- **REQUIREMENT 1**:
Based on the TestAgent paper summary, do these statements agree with it? Answer yes or no for each, quoting the words that decide it. (a) TestAgent builds vertical-domain benchmarks using retrieval-augmented generation. (b) The evaluation criteria are refined in a single step. (c) The interaction strategy used to probe knowledge boundaries runs over a single turn.
- **REQUIREMENT 2**:
Continue the TestAgent paper summary from its last sentence.

- **DOCUMENT EXCERPT**:
════════

TestAgent: Automatic Benchmarking and Exploratory Interaction for Evaluating LLMs in Vertical Domains
Wanying Wang, Zeyu Ma, Xuhong Wang, Yangchun Zhang, Pengfei Liu, Mingang Chen
TL;DR
The paper addresses the need for scalable, domain-specific evaluation of LLMs by introducing TestAgent, an automated framework that generates vertical-domain benchmarks via retrieval-augmented generation and refines evaluation criteria through a two-stage process. It then employs an RL-guided, multi-turn interaction strategy to dynamically probe knowledge boundaries and assess professionalism and stability. Across medical, legal, and government domains, TestAgent demonstrates cross-domain benchmark generation and provides richer insights than static benchmarks, including the ability to activate existing benchmarks in a dynamic setting. The approach yields quantitative metrics on dynamism, professionalism, and stability, highlighting the value of adaptive questioning in evaluating domain expertise and reliability.

════════

- **INFORMATION GIVEN**:
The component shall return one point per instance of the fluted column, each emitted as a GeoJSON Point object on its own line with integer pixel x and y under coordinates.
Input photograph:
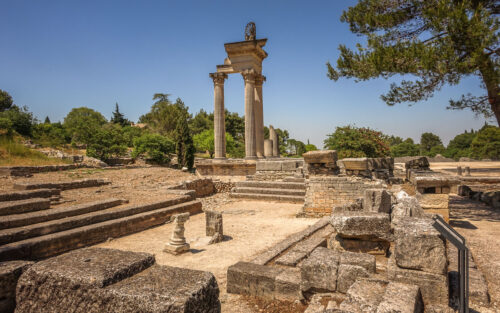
{"type": "Point", "coordinates": [259, 116]}
{"type": "Point", "coordinates": [250, 144]}
{"type": "Point", "coordinates": [219, 118]}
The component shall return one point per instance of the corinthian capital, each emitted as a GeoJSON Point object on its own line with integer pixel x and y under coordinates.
{"type": "Point", "coordinates": [218, 78]}
{"type": "Point", "coordinates": [249, 75]}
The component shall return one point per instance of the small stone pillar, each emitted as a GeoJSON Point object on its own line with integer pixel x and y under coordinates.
{"type": "Point", "coordinates": [214, 227]}
{"type": "Point", "coordinates": [259, 116]}
{"type": "Point", "coordinates": [178, 244]}
{"type": "Point", "coordinates": [250, 144]}
{"type": "Point", "coordinates": [268, 148]}
{"type": "Point", "coordinates": [274, 138]}
{"type": "Point", "coordinates": [219, 119]}
{"type": "Point", "coordinates": [467, 171]}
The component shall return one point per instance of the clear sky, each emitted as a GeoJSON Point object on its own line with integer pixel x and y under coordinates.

════════

- **FINAL ANSWER 1**:
(a) Yes: "generates vertical-domain benchmarks via retrieval-augmented generation"
(b) No: "refines evaluation criteria through a two-stage process"
(c) No: "employs an RL-guided, multi-turn interaction strategy"

- **FINAL ANSWER 2**:
Abstract
As Large Language Models (LLMs) are increasingly deployed in highly specialized vertical domains, the evaluation of their domain-specific performance becomes critical. However, existing evaluations for vertical domains typically rely on the labor-intensive construction of static single-turn datasets, which present two key limitations: (i) manual data construction is costly and must be repeated for each new domain, and (ii) static single-turn evaluations are misaligned with the dynamic multi-turn interactions in real-world applications, limiting the assessment of professionalism and stability. To address these, we propose TestAgent, a framework for automatic benchmarking and exploratory dynamic evaluation in vertical domains. TestAgent leverages retrieval-augmented generation to create domain-specific questions from user-provided knowledge sources, combined with a two-stage criteria generation process, thereby enabling scalable and automated benchmark creation. Furthermore, it introduces a reinforcement learning-guided multi-turn interaction strategy that adaptively determines question types based on real-time model responses, dynamically probing knowledge boundaries and stability. Extensive experiments across medical, legal, and governmental domains demonstrate that TestAgent enables efficient cross-domain benchmark generation and yields deeper insights into model behavior through dynamic exploratory evaluation. This work establishes a new paradigm for automated and in-depth evaluation of LLMs in vertical domains.